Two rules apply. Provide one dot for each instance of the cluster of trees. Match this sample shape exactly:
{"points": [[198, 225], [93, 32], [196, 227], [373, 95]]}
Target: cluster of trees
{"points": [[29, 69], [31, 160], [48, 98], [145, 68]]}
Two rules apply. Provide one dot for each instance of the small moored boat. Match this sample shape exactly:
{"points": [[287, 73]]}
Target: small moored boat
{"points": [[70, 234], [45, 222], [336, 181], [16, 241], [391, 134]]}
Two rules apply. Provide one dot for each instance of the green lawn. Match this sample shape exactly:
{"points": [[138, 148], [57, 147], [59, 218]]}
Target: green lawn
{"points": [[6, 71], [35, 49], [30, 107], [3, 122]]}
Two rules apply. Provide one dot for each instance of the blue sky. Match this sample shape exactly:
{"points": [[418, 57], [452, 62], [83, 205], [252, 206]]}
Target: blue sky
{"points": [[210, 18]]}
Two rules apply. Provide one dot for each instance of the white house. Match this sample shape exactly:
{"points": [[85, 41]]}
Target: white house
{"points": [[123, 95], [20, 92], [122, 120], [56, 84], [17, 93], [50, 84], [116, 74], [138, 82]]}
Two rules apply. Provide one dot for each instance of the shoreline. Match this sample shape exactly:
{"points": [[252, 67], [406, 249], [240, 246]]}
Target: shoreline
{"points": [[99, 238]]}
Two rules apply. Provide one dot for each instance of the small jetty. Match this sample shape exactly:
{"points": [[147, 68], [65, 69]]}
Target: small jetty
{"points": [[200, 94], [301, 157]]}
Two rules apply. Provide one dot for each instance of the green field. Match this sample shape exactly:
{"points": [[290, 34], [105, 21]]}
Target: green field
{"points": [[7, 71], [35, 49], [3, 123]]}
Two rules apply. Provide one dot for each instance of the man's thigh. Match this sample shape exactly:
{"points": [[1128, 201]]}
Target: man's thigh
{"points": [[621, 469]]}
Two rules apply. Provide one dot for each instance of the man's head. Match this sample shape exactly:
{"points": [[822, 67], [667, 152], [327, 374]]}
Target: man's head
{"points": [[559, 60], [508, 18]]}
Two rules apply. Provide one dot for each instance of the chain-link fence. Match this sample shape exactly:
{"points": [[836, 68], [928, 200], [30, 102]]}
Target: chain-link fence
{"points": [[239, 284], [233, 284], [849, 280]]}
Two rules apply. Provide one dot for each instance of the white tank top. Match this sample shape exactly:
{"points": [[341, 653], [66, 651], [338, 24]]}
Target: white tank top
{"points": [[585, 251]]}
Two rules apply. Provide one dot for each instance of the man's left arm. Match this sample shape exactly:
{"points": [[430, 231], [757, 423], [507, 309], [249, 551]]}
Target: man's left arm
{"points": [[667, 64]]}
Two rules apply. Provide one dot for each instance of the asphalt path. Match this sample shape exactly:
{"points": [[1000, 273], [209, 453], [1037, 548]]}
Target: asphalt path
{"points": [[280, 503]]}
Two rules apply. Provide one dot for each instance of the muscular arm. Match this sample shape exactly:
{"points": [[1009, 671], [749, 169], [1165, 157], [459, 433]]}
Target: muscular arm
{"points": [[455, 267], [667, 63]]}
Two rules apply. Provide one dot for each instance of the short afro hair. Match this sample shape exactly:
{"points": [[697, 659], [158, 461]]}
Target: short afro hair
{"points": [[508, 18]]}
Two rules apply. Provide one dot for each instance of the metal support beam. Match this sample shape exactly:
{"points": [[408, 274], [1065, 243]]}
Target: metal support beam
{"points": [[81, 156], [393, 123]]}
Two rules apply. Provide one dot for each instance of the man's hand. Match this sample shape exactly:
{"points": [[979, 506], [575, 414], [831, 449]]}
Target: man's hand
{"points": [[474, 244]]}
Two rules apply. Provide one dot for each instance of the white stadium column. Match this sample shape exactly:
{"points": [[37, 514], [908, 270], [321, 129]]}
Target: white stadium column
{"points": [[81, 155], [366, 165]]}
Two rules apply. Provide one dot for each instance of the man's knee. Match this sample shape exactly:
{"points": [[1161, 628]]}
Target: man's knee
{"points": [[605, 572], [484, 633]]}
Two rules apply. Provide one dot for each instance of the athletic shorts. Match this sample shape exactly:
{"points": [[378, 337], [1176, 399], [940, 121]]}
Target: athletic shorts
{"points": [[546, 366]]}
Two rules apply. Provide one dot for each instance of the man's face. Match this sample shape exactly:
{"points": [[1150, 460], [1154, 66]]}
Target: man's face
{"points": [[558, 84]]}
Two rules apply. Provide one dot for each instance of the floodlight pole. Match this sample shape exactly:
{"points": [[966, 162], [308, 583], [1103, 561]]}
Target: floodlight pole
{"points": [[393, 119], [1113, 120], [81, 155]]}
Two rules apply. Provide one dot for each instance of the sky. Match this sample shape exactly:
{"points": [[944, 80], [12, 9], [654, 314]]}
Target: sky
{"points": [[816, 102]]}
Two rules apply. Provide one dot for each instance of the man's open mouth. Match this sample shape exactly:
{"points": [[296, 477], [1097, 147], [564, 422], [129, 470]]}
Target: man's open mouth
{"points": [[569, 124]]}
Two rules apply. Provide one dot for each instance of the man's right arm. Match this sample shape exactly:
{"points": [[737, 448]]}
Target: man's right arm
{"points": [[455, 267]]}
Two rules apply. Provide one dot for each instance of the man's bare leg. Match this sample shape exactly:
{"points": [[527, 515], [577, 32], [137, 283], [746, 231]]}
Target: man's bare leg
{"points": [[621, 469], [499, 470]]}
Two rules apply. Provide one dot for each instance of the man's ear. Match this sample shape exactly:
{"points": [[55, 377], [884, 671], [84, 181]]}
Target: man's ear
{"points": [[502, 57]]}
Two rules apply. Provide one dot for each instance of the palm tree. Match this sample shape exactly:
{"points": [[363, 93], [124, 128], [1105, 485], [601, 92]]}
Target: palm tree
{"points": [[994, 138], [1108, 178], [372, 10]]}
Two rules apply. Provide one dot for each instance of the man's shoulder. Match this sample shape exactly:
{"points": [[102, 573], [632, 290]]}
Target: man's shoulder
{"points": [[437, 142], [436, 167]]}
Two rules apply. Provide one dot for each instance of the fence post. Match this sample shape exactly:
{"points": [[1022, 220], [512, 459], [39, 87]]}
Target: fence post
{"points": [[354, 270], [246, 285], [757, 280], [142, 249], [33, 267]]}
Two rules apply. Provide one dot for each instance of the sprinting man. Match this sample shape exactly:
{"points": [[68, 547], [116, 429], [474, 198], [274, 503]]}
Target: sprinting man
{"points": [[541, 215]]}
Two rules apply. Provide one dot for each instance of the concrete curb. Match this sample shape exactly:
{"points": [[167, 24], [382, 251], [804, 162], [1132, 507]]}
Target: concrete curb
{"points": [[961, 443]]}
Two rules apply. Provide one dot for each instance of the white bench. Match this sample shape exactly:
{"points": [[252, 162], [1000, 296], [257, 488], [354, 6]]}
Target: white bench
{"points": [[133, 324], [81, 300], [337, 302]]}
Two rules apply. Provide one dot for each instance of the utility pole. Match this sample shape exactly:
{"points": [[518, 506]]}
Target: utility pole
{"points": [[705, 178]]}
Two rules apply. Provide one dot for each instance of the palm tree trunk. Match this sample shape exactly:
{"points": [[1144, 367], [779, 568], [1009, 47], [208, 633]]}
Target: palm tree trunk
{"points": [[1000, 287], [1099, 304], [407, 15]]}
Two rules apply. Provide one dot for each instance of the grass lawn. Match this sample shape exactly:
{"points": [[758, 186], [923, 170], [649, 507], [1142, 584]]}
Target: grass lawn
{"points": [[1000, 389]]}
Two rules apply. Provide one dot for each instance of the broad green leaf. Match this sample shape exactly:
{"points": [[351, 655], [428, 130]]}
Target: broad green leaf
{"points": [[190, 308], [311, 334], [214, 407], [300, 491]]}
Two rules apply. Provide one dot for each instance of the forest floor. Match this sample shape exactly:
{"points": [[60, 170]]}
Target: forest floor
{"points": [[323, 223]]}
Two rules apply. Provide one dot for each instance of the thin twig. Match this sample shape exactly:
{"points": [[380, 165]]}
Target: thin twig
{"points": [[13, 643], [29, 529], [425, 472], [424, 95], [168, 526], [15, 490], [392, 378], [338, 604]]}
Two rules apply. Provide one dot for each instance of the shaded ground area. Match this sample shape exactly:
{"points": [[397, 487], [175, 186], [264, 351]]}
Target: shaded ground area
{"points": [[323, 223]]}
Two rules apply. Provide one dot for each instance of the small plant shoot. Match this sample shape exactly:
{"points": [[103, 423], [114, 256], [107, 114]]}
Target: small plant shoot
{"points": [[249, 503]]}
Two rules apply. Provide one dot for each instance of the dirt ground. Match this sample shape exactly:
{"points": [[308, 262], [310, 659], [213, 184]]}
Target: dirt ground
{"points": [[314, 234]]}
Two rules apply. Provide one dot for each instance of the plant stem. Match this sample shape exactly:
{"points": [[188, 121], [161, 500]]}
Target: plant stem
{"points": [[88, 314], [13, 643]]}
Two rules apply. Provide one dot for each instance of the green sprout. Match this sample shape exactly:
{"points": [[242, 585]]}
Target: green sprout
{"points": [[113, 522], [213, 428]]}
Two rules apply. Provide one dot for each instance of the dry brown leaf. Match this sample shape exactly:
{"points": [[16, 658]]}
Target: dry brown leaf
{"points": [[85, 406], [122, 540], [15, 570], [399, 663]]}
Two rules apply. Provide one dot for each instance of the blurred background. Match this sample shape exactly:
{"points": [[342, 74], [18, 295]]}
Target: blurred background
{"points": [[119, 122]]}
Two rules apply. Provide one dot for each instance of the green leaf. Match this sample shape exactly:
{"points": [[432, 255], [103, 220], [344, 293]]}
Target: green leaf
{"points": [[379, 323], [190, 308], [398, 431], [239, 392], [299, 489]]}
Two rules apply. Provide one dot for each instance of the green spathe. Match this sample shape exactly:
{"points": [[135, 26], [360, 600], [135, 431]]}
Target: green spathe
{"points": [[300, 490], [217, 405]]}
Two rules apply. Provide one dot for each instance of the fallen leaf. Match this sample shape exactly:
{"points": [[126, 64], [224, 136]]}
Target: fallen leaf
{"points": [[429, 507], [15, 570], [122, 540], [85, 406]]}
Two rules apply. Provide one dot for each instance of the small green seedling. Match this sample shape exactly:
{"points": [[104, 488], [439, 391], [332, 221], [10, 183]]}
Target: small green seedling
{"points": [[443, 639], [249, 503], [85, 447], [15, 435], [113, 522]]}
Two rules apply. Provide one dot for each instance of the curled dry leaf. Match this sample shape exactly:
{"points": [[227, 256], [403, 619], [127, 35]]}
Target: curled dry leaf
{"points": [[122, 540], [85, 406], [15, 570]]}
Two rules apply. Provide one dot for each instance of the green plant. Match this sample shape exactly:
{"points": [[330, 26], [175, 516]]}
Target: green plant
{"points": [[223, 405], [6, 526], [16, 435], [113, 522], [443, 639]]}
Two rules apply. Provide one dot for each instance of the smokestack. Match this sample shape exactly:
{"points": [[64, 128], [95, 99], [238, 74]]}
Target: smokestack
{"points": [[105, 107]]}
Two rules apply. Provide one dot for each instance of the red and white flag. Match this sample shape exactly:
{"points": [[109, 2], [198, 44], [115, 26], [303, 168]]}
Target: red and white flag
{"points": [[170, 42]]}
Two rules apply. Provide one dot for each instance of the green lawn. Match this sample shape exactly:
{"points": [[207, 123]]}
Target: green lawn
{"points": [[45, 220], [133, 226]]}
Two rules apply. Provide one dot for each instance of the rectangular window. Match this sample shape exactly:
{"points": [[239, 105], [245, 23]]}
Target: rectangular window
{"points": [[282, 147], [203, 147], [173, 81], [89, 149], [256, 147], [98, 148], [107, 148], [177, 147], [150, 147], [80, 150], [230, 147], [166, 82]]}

__YOUR OBJECTIVE__: Return the lines from the one containing "the red and" through the last line of the rows, unchanged.

__RESPONSE TO THIS TASK__:
Two rules apply. Provide one dot for each instance of the red and white flag. Match this sample shape exactly:
{"points": [[109, 2], [198, 44], [115, 26], [303, 168]]}
Target: red and white flag
{"points": [[170, 42]]}
Two rules apply. Provide one dot for each instance of the green lawn. Match this sample shape exactly:
{"points": [[207, 123]]}
Target: green lawn
{"points": [[45, 220], [133, 226]]}
Two rules apply. Provide one dot for each instance of the rectangular window. Match this sample shape exactly:
{"points": [[239, 105], [245, 23]]}
Target: rectangular window
{"points": [[282, 147], [203, 147], [173, 81], [89, 149], [256, 147], [98, 148], [107, 148], [177, 147], [150, 147], [80, 150], [230, 147], [166, 82]]}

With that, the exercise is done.